→ OBJECTIVE 1
Duplicate the part of the post about the Bayou comic that opens with the words containing "This year’s Glyphs" and closes with "do that on-line.".

→ TEXT SEGMENT
══════

Bayou, the on-line comic by writer/artist Jeremy Love of Gettosake, was a big winner at the 8th Annual East Coast Black Age of Comics Convention (ECBACC) that was held in Philadelphia on May 16th. Bayou won several Convention awards, all of them well deserved.
Scenes from Jeremy Love’s on-line (and soon to be printed) Bayou comic:
First, some info about ECBACC: it’s a comic book convention that’s uniquely focused on African American content and creators. The convention includes the issuance of The Glyph Comics Awards to recognize the best in comics made by, for, and about people of color from the preceding calendar year. As noted on the ECBACC’s website, “While it is not exclusive to black creators, it does strive to honor those who have made the greatest contributions to the comics medium in terms of both critical and commercial impact. By doing so, the goal is to encourage more diverse and high quality work across the board and to inspire new creators to add their voices to the field.”
A very informative and interesting audio interview with organizers of the 2009 Convention is at the site here.
This year’s Glyphs were dominated by Jeremy Love’s Bayou. I raved about this comic in an earlier post:
You MUST check out what I regard as groundbreaking comic: Bayou, by writer/artist Jeremy Love of Gettosake.
Bayou is published by ZudaComics.com, an on-line comics site from DC Comics. The idea of online comics, at first, doesn’t seem viable. For comic book readers, there is a joy to holding the book itself, pondering its art and text, and going back and forth through a comic to find the words and images that really grab you. You can’t do that on-line.

══════

→ OBJECTIVE 2
Filter the records below, keeping every line that contains the string "white".

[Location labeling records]
══════

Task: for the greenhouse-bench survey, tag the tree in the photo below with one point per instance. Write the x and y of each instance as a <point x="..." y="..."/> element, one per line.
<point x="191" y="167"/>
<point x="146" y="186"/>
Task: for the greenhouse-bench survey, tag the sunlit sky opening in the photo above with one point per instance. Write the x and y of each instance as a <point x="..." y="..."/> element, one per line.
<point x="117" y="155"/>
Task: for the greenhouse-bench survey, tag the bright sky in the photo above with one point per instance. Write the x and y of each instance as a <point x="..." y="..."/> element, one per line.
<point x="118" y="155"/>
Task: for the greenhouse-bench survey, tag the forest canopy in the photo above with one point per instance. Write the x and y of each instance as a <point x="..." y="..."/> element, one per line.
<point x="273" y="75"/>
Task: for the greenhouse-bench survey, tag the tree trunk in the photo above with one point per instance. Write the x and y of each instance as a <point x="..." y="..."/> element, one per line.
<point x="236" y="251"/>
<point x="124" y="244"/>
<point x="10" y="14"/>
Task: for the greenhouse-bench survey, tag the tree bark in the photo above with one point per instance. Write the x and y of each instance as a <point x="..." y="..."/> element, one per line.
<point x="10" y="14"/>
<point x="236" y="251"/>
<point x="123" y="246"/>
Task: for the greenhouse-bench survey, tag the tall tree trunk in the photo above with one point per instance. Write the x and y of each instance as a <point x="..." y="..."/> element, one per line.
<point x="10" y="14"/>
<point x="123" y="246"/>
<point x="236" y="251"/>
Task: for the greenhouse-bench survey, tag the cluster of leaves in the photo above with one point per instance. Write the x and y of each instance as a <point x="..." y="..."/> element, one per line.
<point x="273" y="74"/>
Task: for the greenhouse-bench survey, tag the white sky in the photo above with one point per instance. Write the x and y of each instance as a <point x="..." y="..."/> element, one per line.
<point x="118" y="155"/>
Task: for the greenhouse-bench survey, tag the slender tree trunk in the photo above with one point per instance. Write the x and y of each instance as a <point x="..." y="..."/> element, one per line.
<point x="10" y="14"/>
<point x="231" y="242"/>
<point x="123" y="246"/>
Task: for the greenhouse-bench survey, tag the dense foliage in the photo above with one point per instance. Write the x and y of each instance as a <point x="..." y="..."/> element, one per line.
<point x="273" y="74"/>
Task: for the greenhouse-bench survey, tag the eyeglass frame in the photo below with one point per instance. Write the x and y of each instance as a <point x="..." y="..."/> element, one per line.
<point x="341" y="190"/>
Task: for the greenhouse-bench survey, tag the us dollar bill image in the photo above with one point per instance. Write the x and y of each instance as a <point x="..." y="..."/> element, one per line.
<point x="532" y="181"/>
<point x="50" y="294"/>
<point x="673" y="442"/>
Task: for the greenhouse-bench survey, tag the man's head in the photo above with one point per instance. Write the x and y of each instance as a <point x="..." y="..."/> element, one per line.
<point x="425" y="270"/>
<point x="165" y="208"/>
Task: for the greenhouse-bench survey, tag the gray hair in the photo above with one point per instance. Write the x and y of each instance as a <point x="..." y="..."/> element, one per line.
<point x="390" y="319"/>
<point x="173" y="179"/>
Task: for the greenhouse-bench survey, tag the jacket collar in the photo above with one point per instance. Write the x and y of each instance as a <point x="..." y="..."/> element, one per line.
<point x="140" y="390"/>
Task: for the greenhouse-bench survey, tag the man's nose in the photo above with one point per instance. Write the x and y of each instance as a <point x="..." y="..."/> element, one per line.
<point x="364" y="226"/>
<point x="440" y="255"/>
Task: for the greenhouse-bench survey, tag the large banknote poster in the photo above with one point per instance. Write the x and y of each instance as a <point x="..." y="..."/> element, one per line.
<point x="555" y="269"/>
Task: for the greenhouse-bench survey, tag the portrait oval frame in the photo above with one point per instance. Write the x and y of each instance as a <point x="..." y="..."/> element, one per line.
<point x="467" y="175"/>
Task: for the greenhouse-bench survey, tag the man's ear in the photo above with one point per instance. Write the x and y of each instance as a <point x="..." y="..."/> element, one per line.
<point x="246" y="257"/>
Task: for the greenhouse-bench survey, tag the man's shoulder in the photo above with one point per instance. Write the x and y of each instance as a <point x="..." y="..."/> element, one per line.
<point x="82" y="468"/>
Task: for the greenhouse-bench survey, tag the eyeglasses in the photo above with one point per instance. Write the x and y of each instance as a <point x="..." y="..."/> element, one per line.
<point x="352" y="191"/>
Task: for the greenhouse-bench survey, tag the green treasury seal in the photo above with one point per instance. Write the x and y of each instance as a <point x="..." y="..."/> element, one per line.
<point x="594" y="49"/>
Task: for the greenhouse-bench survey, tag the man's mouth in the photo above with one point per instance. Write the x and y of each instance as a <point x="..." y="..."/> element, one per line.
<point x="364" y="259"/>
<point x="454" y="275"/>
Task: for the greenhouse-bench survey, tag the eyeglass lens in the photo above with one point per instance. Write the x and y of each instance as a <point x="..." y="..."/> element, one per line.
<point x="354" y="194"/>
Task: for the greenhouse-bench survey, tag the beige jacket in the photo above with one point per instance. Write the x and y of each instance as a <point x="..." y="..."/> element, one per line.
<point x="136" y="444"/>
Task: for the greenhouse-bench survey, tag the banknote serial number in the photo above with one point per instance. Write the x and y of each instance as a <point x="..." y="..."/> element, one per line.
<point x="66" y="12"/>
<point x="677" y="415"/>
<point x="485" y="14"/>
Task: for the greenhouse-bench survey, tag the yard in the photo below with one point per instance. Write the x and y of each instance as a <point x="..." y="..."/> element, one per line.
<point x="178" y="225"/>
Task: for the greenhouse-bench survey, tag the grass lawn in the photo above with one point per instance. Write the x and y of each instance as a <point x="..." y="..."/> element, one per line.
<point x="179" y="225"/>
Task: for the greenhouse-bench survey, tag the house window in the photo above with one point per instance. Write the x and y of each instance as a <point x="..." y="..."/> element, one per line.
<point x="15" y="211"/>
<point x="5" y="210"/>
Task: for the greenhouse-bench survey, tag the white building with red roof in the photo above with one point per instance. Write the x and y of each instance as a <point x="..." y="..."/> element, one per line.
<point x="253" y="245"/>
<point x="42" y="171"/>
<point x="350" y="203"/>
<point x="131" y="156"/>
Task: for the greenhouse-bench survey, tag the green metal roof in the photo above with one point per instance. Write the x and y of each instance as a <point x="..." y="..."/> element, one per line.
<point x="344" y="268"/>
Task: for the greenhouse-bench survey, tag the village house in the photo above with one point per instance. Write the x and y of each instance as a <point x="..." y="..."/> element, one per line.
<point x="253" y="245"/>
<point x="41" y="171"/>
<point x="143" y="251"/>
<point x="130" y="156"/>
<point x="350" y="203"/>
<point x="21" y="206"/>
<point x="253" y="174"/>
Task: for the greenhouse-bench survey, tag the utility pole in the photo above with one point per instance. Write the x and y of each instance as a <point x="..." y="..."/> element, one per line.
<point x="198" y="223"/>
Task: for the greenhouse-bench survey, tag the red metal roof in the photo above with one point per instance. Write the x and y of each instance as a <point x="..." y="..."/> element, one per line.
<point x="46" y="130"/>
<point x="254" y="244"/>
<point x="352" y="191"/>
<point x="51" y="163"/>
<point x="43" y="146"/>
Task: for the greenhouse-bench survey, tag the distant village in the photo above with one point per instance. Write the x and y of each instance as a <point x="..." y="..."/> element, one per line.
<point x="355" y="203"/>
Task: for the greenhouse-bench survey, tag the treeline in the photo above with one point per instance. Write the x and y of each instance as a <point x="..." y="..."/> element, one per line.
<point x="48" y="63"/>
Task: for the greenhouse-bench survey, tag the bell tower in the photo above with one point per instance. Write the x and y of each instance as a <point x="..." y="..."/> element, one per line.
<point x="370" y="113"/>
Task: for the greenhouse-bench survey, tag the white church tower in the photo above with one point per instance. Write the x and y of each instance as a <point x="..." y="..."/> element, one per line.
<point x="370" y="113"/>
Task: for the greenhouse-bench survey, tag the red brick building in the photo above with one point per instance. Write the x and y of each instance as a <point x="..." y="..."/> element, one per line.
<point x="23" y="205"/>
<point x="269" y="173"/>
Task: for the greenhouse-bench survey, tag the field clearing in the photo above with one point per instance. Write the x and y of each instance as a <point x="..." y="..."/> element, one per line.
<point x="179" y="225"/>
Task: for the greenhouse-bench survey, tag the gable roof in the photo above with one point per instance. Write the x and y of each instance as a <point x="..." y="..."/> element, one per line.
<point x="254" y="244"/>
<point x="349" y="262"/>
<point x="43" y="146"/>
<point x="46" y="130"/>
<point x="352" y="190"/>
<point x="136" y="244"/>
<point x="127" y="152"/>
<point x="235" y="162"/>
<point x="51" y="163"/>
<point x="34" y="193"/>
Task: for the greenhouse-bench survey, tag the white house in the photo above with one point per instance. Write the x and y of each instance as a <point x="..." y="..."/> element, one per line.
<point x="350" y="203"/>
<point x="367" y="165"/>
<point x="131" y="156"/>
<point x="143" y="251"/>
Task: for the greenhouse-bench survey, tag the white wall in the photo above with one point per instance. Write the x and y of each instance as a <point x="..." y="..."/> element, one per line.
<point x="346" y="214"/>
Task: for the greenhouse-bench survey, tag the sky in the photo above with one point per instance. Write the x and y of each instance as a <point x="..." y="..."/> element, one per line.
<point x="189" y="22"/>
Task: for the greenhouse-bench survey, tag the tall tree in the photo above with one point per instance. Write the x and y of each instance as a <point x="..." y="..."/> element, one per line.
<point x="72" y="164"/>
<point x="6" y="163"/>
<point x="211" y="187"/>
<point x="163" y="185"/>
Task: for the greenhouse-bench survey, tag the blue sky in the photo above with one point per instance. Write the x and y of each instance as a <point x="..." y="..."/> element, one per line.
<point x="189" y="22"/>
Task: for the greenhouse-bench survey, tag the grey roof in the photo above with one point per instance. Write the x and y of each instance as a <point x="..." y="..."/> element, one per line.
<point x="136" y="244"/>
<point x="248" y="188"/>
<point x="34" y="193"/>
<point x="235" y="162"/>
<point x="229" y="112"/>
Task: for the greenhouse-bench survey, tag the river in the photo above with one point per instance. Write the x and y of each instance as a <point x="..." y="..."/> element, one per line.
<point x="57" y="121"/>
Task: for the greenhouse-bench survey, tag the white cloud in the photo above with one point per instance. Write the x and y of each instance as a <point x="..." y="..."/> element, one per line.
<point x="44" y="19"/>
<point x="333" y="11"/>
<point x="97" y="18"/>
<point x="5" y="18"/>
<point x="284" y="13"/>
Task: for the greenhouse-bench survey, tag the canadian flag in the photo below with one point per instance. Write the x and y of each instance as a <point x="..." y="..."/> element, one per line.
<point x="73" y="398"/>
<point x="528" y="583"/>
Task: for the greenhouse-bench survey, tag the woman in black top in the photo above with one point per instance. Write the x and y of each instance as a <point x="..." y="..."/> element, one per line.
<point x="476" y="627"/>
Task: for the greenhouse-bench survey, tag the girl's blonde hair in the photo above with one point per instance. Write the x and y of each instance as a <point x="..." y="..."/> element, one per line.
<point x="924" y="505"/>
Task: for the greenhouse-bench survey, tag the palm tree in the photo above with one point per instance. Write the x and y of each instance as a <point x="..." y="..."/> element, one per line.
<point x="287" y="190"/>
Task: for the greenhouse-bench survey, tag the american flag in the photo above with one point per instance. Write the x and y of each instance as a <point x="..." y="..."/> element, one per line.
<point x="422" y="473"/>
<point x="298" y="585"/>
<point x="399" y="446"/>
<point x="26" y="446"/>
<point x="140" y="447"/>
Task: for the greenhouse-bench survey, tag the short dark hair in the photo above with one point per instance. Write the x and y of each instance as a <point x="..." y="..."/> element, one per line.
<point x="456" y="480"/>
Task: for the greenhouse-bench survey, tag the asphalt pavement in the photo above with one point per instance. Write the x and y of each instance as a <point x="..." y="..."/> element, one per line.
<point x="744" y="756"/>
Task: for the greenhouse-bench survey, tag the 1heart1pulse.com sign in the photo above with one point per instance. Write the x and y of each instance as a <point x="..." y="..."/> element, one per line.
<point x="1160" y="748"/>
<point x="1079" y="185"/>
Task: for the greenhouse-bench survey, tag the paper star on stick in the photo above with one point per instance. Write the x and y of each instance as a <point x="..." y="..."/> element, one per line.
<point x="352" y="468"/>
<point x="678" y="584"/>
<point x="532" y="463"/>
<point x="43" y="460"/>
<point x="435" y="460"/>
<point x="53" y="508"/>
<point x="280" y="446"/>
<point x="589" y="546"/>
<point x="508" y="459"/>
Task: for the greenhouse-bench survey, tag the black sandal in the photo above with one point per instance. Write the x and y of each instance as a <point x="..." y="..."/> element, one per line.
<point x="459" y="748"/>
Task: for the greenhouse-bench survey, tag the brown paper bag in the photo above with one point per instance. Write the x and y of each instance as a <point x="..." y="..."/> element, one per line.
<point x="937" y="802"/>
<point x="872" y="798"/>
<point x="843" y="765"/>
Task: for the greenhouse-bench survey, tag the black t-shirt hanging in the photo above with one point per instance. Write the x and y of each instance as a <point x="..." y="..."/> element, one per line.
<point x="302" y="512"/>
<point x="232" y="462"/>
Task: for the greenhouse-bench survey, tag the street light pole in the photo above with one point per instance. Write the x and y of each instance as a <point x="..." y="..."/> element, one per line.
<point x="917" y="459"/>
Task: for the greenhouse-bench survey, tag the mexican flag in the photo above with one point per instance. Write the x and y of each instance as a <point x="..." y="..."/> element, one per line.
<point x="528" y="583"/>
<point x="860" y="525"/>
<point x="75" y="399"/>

══════

→ TASK ANSWER 1
This year’s Glyphs were dominated by Jeremy Love’s Bayou. I raved about this comic in an earlier post:
You MUST check out what I regard as groundbreaking comic: Bayou, by writer/artist Jeremy Love of Gettosake.
Bayou is published by ZudaComics.com, an on-line comics site from DC Comics. The idea of online comics, at first, doesn’t seem viable. For comic book readers, there is a joy to holding the book itself, pondering its art and text, and going back and forth through a comic to find the words and images that really grab you. You can’t do that on-line.

→ TASK ANSWER 2
Task: for the greenhouse-bench survey, tag the white sky in the photo above with one point per instance. Write the x and y of each instance as a <point x="..." y="..."/> element, one per line.
Task: for the greenhouse-bench survey, tag the white building with red roof in the photo above with one point per instance. Write the x and y of each instance as a <point x="..." y="..."/> element, one per line.
Task: for the greenhouse-bench survey, tag the white church tower in the photo above with one point per instance. Write the x and y of each instance as a <point x="..." y="..."/> element, one per line.
Task: for the greenhouse-bench survey, tag the white house in the photo above with one point per instance. Write the x and y of each instance as a <point x="..." y="..."/> element, one per line.
Task: for the greenhouse-bench survey, tag the white wall in the photo above with one point per instance. Write the x and y of each instance as a <point x="..." y="..."/> element, one per line.
Task: for the greenhouse-bench survey, tag the white cloud in the photo above with one point per instance. Write the x and y of each instance as a <point x="..." y="..."/> element, one per line.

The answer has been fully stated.